Aufgabe 1
Finde in den Datensätzen jede Zeile, in der das Wort "rabbit" steht, und schreib diese Zeilen heraus. Groß- und Kleinschreibung zählt.

Vorliegender Text

# Warum ist es so schlimm die Lüfter zu drehen?



## herethic (17. Januar 2010)

*Warum ist es so schlimm die Lüfter zu drehen?*

Hi,
man hört ja immer wieder das es schlimm ist wenn die Lüfter sich drehen wenn der PC ausgeschaltet ist,hab da irgendwas von elektrostössen gehört.Deshalb soll man ja auch beim reinigen die Lüfter festhallten.

Ist das wirklich so schlimm?

Singt dann die Leistungsfähigkeit oder ist die Wahrschenlikeit eines Defektes höher?

Kann sie der Lüfter ohne Probleme drehen wenn ich vorher das Kabel vom übrigen Computer löse?


----------



## DAEF13 (17. Januar 2010)

*AW: Warum ist es so schlimm die Lüfter zu drehen?*

Das Problem wenn man die Lüfter dreht ist, dass sie dann wie ein Generator funktionieren und somit das Mainboard mit Strom "vollpumpen"... 
eine Leute sagen halt dass es schädlich fürs Board ist aber mal unter uns... mir ist es auch ziemlich Laterne...


----------



## herethic (17. Januar 2010)

*AW: Warum ist es so schlimm die Lüfter zu drehen?*

Gibt es auch andere Meinungen?


----------



## theLamer (17. Januar 2010)

*AW: Warum ist es so schlimm die Lüfter zu drehen?*

Na das von DAEF13 ist die Erklärung ... Es wird durch die rotierenden Spulen/Magnete ein Induktionsstrom erzeugt, welcher aufs Mainboard übertragen wird. Hatte aber auch nie Probleme diesbezüglich. Der Lüfter ist also quasi eine Windmühle, die Strom erzeugt + weiterleitet.

Das Problem tritt wohl auch eher bei _sehr kleinen, schnell drehenden Lüftern_ auf.

Gezeigte Datensätze
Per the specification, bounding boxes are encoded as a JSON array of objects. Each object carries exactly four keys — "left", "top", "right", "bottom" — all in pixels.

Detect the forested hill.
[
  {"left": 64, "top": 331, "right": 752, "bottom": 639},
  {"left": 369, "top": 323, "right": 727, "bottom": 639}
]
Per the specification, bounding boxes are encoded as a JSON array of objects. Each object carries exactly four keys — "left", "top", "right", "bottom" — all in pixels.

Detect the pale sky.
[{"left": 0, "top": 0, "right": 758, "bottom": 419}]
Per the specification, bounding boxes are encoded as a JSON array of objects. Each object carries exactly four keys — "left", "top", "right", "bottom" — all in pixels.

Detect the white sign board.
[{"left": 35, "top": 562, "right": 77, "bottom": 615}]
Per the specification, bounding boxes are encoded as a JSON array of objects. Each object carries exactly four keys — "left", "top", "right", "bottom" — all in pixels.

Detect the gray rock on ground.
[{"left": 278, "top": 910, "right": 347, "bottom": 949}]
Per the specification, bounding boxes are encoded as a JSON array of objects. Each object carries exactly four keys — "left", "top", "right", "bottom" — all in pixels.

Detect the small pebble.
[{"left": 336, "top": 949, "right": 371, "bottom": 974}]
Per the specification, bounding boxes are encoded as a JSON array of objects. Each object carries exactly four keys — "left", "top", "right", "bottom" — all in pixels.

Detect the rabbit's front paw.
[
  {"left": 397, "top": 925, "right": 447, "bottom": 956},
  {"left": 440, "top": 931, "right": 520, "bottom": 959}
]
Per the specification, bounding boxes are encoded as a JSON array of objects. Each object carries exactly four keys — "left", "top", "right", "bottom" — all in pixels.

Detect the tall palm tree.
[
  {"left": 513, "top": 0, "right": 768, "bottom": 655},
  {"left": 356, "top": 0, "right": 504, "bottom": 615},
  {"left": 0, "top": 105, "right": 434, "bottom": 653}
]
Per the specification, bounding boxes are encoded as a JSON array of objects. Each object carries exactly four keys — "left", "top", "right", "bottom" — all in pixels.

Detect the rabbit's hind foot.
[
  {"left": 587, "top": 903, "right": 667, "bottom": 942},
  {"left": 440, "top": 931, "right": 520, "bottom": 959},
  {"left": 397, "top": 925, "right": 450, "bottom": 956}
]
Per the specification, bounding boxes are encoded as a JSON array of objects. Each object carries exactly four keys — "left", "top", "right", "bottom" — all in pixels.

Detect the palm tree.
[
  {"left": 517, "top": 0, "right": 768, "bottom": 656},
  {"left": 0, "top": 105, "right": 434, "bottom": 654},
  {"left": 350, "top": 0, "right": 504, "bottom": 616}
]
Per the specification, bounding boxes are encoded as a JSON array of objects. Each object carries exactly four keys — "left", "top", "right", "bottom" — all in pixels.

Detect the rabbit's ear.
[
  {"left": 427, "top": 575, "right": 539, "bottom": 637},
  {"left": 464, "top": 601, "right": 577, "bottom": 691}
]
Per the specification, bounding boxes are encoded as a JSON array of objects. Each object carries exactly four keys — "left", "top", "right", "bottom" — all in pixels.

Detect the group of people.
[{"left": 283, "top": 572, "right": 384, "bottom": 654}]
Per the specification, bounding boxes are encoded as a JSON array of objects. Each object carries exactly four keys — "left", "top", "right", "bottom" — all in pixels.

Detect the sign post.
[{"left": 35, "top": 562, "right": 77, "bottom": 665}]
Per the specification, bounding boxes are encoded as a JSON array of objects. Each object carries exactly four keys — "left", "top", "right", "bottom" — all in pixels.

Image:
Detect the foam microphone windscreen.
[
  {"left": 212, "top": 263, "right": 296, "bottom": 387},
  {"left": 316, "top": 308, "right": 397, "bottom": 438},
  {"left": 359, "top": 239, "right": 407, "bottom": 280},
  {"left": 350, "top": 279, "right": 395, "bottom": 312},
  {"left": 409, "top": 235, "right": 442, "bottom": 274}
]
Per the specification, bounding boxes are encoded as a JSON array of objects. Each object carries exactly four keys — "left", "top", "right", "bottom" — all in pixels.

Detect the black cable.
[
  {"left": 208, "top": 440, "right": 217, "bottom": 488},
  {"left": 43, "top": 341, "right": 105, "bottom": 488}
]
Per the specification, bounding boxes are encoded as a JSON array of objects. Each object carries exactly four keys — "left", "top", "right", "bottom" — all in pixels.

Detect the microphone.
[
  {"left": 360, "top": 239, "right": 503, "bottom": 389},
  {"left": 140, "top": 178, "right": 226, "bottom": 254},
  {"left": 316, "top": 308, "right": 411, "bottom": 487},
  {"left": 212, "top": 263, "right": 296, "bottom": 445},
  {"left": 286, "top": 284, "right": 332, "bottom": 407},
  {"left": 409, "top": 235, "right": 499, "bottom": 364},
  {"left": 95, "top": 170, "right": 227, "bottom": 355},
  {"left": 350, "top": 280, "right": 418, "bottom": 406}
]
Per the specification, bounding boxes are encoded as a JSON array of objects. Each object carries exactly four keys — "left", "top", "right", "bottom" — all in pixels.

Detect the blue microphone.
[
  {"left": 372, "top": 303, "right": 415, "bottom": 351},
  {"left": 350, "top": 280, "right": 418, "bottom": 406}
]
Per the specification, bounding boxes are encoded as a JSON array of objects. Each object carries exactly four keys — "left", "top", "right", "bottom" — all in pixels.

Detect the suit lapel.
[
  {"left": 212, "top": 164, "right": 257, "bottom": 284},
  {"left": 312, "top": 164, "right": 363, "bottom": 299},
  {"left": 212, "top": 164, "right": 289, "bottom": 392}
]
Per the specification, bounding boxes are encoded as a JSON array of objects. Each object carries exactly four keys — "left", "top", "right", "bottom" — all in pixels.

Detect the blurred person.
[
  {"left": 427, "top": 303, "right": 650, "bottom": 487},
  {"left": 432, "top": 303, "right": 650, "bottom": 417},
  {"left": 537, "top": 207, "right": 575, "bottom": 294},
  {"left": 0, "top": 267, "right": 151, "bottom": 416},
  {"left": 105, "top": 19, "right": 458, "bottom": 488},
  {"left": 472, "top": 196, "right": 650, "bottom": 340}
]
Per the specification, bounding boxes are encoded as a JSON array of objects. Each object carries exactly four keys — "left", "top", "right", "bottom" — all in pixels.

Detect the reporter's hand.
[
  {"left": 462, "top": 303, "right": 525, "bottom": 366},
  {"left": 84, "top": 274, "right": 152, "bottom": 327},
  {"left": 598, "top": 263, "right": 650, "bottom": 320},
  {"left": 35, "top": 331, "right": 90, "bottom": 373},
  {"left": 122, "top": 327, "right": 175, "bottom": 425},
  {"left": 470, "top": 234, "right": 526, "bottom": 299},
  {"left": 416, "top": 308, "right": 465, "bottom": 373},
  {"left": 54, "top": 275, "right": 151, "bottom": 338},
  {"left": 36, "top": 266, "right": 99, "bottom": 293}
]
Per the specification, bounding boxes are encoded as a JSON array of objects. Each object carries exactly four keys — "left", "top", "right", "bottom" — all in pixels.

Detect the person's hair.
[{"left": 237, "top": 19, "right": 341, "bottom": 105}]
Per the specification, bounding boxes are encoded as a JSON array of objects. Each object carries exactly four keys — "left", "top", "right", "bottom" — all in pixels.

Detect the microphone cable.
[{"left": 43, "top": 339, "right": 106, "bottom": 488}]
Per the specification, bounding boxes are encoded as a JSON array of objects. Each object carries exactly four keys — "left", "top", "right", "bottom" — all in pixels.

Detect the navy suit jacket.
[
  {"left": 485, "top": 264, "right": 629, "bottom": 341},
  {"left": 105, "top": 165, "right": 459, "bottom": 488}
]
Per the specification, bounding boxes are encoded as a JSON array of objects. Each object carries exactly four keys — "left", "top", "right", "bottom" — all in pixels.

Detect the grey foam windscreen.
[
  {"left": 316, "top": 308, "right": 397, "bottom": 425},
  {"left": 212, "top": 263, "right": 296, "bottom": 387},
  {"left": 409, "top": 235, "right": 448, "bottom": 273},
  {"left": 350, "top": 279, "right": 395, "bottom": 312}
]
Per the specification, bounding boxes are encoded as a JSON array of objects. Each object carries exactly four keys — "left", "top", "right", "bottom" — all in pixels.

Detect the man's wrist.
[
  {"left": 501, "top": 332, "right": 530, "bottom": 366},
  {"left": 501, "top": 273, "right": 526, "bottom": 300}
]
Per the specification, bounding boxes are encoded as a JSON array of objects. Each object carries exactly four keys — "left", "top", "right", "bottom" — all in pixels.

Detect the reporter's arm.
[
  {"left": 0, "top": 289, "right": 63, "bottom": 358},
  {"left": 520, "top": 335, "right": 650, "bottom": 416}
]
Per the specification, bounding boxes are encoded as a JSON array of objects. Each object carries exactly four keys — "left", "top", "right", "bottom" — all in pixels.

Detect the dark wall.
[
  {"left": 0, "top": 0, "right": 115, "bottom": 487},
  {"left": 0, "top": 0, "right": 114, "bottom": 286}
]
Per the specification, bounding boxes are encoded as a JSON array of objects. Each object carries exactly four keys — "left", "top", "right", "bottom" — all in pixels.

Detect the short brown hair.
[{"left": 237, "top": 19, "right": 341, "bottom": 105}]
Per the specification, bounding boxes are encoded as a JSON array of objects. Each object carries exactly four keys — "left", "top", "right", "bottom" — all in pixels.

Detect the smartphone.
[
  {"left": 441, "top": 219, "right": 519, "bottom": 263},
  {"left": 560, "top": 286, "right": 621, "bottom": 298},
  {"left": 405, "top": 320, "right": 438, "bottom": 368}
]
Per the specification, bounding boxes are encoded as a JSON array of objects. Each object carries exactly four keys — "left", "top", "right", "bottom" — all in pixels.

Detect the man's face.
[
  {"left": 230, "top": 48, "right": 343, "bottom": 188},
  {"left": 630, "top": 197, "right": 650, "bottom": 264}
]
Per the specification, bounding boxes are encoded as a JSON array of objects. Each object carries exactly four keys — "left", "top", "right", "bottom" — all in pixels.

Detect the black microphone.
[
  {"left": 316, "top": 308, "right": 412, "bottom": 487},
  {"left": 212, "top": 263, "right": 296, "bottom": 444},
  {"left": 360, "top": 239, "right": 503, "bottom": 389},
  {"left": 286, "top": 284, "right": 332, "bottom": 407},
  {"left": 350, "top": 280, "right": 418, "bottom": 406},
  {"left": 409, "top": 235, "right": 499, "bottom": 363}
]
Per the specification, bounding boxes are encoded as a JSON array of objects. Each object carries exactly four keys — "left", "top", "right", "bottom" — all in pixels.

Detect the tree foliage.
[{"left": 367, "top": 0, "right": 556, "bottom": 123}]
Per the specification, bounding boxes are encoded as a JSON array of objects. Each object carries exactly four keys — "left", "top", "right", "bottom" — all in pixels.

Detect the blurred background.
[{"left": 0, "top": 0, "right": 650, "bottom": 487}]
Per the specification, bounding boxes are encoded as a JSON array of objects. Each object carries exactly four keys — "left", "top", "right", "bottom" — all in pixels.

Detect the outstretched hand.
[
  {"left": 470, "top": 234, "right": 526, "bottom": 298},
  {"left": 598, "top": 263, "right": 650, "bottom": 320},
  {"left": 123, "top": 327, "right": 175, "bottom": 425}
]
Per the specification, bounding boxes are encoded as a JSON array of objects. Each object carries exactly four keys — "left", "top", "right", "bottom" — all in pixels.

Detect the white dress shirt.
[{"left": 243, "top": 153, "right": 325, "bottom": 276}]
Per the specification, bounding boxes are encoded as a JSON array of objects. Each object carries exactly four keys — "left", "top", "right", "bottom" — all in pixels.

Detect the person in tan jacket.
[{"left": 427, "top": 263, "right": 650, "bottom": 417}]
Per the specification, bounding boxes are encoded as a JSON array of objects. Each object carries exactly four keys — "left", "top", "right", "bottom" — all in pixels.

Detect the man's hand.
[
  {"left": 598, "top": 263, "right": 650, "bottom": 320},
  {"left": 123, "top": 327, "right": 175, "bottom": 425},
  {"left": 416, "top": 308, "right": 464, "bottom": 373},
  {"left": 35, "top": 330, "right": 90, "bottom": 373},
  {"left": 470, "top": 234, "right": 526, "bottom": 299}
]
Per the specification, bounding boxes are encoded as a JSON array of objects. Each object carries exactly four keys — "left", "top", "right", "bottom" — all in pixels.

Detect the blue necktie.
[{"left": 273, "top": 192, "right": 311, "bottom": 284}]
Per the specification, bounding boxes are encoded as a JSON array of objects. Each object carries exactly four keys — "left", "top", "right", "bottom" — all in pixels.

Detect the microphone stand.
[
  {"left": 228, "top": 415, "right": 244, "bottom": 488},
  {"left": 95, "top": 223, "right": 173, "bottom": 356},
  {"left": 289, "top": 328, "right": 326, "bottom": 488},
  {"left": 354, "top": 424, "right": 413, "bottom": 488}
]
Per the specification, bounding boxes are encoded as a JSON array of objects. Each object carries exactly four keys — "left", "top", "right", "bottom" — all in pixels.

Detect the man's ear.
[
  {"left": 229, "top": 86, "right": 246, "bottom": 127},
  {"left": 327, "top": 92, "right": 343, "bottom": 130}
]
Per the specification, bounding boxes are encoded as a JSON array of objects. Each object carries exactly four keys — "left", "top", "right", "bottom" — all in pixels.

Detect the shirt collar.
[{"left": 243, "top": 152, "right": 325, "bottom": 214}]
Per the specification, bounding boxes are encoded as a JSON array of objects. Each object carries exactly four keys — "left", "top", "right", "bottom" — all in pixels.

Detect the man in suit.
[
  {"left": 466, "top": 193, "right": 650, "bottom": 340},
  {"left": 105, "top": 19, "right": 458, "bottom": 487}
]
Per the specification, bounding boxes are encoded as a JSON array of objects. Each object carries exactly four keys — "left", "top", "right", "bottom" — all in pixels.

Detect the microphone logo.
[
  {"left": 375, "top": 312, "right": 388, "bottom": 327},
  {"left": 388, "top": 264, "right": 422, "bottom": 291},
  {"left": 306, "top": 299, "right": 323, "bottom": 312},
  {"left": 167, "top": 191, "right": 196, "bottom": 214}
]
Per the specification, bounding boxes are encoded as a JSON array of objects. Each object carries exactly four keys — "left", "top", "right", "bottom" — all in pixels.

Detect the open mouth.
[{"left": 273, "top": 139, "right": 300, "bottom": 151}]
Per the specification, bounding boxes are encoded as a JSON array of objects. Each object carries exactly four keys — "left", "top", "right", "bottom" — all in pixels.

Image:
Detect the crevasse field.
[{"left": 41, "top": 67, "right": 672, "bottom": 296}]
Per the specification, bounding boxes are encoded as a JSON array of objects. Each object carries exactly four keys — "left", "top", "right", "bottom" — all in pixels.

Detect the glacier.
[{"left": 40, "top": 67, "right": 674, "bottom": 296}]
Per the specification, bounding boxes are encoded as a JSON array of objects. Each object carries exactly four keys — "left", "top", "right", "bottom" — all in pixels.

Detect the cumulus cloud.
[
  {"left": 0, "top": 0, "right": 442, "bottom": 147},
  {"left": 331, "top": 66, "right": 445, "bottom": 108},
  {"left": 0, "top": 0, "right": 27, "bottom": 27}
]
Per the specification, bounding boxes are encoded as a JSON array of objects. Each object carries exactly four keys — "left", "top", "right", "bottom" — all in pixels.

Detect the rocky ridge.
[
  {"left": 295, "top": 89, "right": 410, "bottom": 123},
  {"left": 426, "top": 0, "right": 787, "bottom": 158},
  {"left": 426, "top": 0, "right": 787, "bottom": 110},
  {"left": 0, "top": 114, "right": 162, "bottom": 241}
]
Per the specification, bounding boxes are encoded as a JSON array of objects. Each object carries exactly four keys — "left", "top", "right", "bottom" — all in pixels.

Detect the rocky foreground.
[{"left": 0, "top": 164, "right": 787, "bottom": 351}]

Aufgabe 2
Schreib aus dem Forumsthread über drehende Lüfter den Abschnitt ab, der mit "eine Leute sagen" anfängt und mit "auch andere Meinungen?" aufhört.

Vollständige Lösung 1
Detect the rabbit's front paw.
Detect the rabbit's hind foot.
Detect the rabbit's ear.

Vollständige Lösung 2
eine Leute sagen halt dass es schädlich fürs Board ist aber mal unter uns... mir ist es auch ziemlich Laterne...


----------



## herethic (17. Januar 2010)

*AW: Warum ist es so schlimm die Lüfter zu drehen?*

Gibt es auch andere Meinungen?